## MATERIAL PROVIDED
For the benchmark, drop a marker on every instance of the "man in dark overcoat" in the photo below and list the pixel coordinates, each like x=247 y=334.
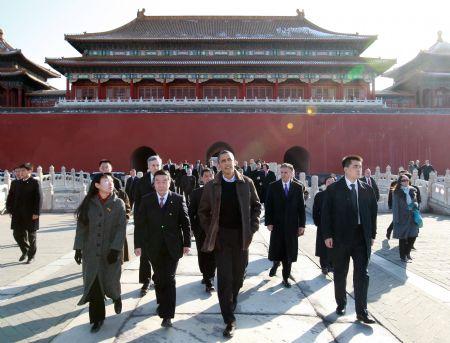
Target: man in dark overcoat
x=163 y=228
x=206 y=260
x=349 y=227
x=285 y=219
x=24 y=205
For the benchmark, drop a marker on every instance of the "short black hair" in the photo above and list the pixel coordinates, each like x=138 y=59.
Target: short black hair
x=27 y=166
x=207 y=170
x=162 y=172
x=104 y=161
x=347 y=160
x=223 y=152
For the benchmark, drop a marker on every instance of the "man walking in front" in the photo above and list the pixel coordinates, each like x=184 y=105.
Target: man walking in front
x=24 y=205
x=163 y=230
x=285 y=219
x=229 y=213
x=349 y=227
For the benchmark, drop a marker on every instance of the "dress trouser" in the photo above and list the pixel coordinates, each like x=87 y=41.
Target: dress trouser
x=96 y=303
x=341 y=260
x=27 y=241
x=165 y=267
x=405 y=246
x=145 y=268
x=231 y=263
x=206 y=260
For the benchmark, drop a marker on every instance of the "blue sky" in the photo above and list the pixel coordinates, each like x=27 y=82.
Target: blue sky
x=403 y=27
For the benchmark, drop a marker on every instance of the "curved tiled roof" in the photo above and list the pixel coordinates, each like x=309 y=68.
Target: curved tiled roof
x=217 y=28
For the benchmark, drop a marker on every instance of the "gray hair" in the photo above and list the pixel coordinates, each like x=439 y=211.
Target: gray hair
x=154 y=158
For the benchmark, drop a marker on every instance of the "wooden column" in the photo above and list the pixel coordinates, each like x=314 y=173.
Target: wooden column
x=198 y=90
x=132 y=96
x=340 y=94
x=308 y=91
x=67 y=88
x=275 y=89
x=165 y=90
x=19 y=97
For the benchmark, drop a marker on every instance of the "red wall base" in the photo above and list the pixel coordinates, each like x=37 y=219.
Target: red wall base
x=80 y=140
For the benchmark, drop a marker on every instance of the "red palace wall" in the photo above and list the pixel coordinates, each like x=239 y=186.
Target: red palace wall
x=80 y=140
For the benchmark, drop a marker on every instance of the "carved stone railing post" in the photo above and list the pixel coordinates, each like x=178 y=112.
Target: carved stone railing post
x=51 y=171
x=63 y=176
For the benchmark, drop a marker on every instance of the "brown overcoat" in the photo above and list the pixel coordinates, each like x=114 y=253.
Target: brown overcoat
x=106 y=231
x=209 y=209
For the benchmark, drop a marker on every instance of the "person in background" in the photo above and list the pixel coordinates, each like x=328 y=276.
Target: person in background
x=321 y=249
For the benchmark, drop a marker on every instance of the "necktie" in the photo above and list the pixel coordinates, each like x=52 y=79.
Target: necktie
x=354 y=198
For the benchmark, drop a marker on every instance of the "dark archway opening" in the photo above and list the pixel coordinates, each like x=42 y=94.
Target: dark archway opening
x=139 y=158
x=216 y=148
x=299 y=158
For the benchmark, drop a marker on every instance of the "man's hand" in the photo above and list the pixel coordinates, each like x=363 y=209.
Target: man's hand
x=329 y=243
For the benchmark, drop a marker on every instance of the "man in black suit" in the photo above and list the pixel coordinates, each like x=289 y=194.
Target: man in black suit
x=349 y=227
x=367 y=178
x=24 y=205
x=267 y=177
x=163 y=229
x=130 y=185
x=285 y=219
x=206 y=260
x=143 y=187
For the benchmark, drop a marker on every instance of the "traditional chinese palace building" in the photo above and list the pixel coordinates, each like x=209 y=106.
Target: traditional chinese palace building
x=424 y=81
x=185 y=87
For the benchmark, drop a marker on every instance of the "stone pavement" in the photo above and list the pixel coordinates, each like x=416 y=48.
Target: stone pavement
x=38 y=302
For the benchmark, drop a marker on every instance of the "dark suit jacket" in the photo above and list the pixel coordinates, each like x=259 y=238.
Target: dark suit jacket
x=194 y=203
x=169 y=225
x=130 y=186
x=24 y=200
x=339 y=219
x=143 y=187
x=374 y=186
x=286 y=215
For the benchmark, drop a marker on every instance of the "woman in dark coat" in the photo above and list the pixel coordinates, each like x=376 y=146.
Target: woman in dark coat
x=99 y=240
x=321 y=249
x=404 y=200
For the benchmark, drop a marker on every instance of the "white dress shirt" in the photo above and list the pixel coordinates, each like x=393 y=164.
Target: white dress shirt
x=349 y=183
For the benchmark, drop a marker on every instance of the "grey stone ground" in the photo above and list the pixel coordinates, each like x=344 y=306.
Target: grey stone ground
x=38 y=301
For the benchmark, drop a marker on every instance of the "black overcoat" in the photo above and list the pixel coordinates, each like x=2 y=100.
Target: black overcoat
x=321 y=249
x=24 y=200
x=286 y=215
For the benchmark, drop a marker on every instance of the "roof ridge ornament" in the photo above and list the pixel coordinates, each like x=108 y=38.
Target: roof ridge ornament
x=300 y=13
x=141 y=13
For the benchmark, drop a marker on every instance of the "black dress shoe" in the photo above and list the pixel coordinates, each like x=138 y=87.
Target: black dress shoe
x=118 y=306
x=96 y=327
x=365 y=319
x=166 y=323
x=229 y=330
x=273 y=271
x=209 y=289
x=286 y=284
x=340 y=310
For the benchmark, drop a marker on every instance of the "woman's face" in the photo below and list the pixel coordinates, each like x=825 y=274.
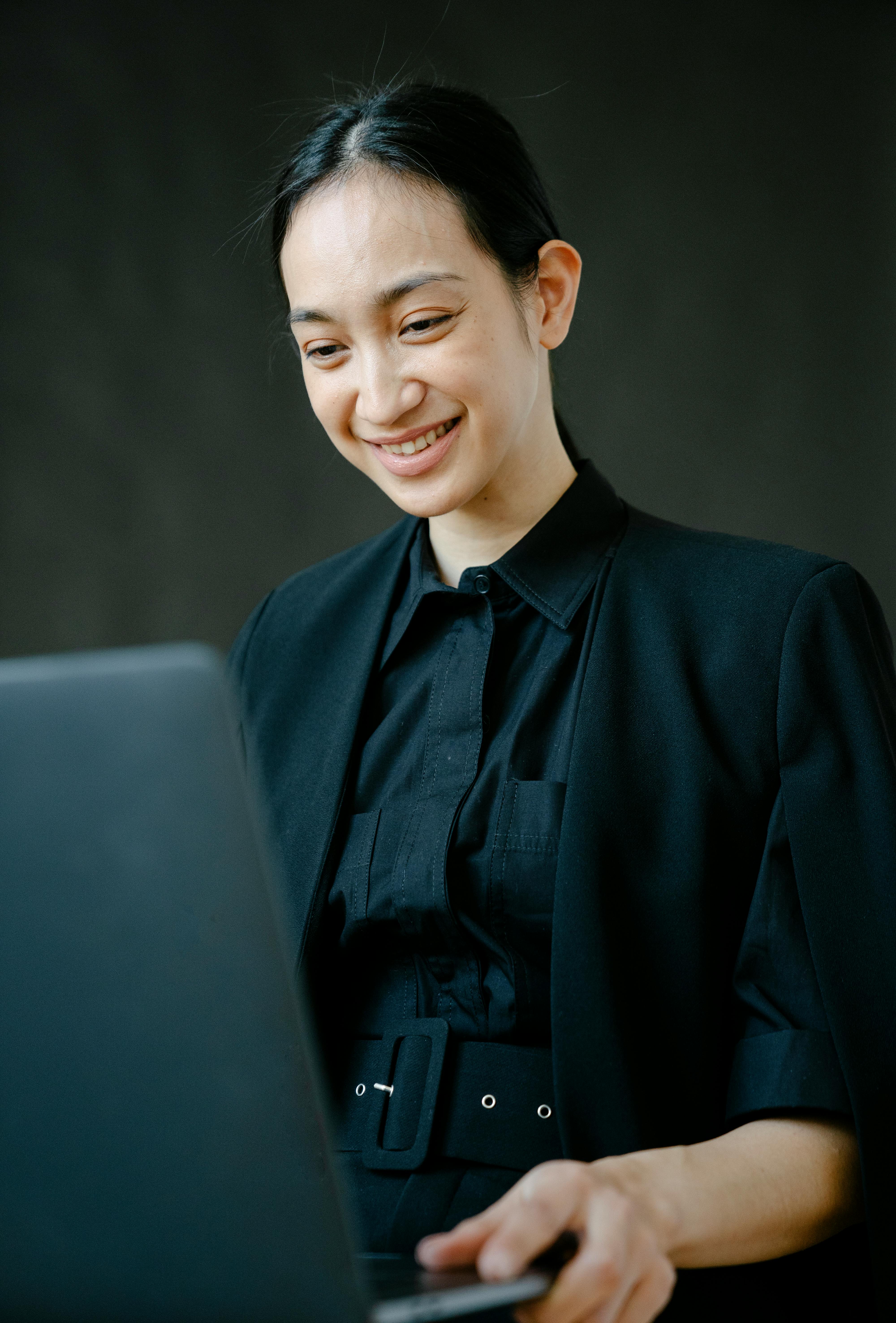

## WORK INSTRUCTIONS
Copy every item above word for word, leaving out the pictures.

## FINISHED TASK
For the benchmark, drop a marker on every instance of the "man in dark overcoat" in the photo below and list the pixel coordinates, each like x=247 y=334.
Target: man in dark overcoat
x=163 y=228
x=206 y=260
x=349 y=227
x=285 y=219
x=24 y=205
For the benchmark, drop a marker on every instance of the "short black hair" in the photo above and list the pixel coordinates, each like x=138 y=59.
Target: short black hair
x=27 y=166
x=207 y=170
x=162 y=172
x=104 y=161
x=347 y=160
x=223 y=152
For the benchmark, drop a marker on every instance of the "man walking in front" in the photo above and list the pixel coordinates, each like x=184 y=105.
Target: man walking in front
x=24 y=205
x=163 y=230
x=285 y=219
x=229 y=213
x=349 y=227
For the benchmark, drop a marker on every instance of the "dress trouser" in the photo above and list the pixel coordinates, each like x=87 y=41.
Target: dress trouser
x=96 y=303
x=341 y=260
x=27 y=241
x=165 y=267
x=405 y=246
x=145 y=268
x=231 y=263
x=206 y=260
For the benchmark, drop a marker on every instance of the "blue sky" in the photo above and list the pixel coordinates, each like x=27 y=82.
Target: blue sky
x=403 y=27
For the benchmark, drop a marker on every instance of the "curved tiled roof" in the photo above and list the pixel coordinates, each like x=309 y=68.
Target: curved tiled roof
x=217 y=28
For the benchmark, drop a marker on every instance of the "gray hair" in the photo above and list the pixel coordinates, each like x=439 y=211.
Target: gray hair
x=154 y=158
For the benchmark, drop a marker on every instance of the "wooden column" in the photo above and list the pixel coordinates, each like x=314 y=173.
Target: wooden column
x=198 y=90
x=132 y=96
x=340 y=94
x=308 y=91
x=67 y=88
x=275 y=89
x=165 y=90
x=19 y=97
For the benchmark, drop a marker on every instance of the "red wall base" in the photo above and list the pixel coordinates, each like x=37 y=219.
Target: red wall base
x=80 y=140
For the benchmark, drop a marker on every instance of the "red palace wall" in the photo above and list the pixel coordinates, each like x=239 y=186.
Target: red palace wall
x=80 y=140
For the benchmark, drop a marker on every instance of the "carved stone railing post" in the photo above and list the pixel coordinates, each like x=178 y=112.
Target: carved stone railing post
x=51 y=171
x=63 y=176
For the benchmark, drop a marker on every instance of the "brown overcoat" in the photo above and list the pixel coordinates, each like x=114 y=253.
Target: brown overcoat
x=106 y=231
x=209 y=209
For the benchmark, drop a marker on every instance of the "person in background" in the photo above and list the pixel coordinates, each like x=328 y=276.
Target: person in background
x=321 y=249
For the benchmark, drop a marker on every instance of the "necktie" in the photo above and list the pixel coordinates, each like x=52 y=79.
Target: necktie
x=354 y=198
For the benchmark, drop a marker on every instance of the "dark archway opening" in the photo above and list the pixel coordinates, each like x=42 y=94.
Target: dark archway opening
x=139 y=158
x=216 y=148
x=299 y=158
For the benchmark, drop a marker on every instance of the "man's hand" in the photo above and list the pixel coordinates, each like x=363 y=209.
Target: man's hand
x=329 y=243
For the benchmark, drop a marker on every instance of the "man in black suit" in the photo above and list the pixel coordinates, each like x=289 y=194.
Target: man in black suit
x=349 y=227
x=367 y=178
x=24 y=205
x=267 y=177
x=163 y=229
x=130 y=185
x=285 y=219
x=206 y=260
x=143 y=187
For the benchmark, drop a marker on every instance of the "traditional chinese palace building" in the photo above and list the pixel coordinates, each like x=209 y=106.
Target: traditional chinese palace building
x=424 y=81
x=185 y=87
For the benchmark, drop a marker on every instance of the "stone pavement" in the photo above and list the pixel coordinates, each like x=416 y=48.
Target: stone pavement
x=38 y=302
For the benchmark, drop a marker on every instance of the "dark suit jacket" in the photo above and list the pixel coordinates, each like x=259 y=238.
Target: dark suit jacket
x=194 y=203
x=169 y=225
x=130 y=186
x=24 y=200
x=339 y=219
x=143 y=187
x=374 y=186
x=286 y=215
For the benchmark, drop a marker on every instance of the "woman in dark coat" in the photo above and list the pixel coordinates, each like x=376 y=146.
Target: woman in dark coat
x=99 y=240
x=321 y=249
x=404 y=200
For the benchmark, drop a marker on every instance of the "white dress shirt" in the photo above and list the pixel coordinates, each like x=393 y=164.
Target: white dress shirt
x=349 y=183
For the benchmark, drop a marker on every instance of the "grey stone ground" in the photo above and list the pixel coordinates, each like x=344 y=306.
Target: grey stone ground
x=38 y=301
For the benchmark, drop a marker on every instance of the "black overcoat" in the photo above and list the pixel coordinates, each like x=2 y=100.
Target: black overcoat
x=321 y=249
x=24 y=200
x=286 y=215
For the benchmark, drop a marker on every instance of the "roof ridge ornament" in the photo above and list the pixel coordinates, each like x=108 y=38.
Target: roof ridge ornament
x=300 y=13
x=141 y=13
For the benchmark, drop a marker on every instance of the "black dress shoe" in the photo above and list the pixel coordinates, each like x=138 y=87.
Target: black dress shoe
x=118 y=306
x=96 y=327
x=365 y=319
x=166 y=323
x=229 y=330
x=273 y=271
x=209 y=289
x=286 y=284
x=340 y=310
For the benchmark, drop a marker on every instance of the "woman's face" in the photo below and list the pixel coordinates, each like x=825 y=274.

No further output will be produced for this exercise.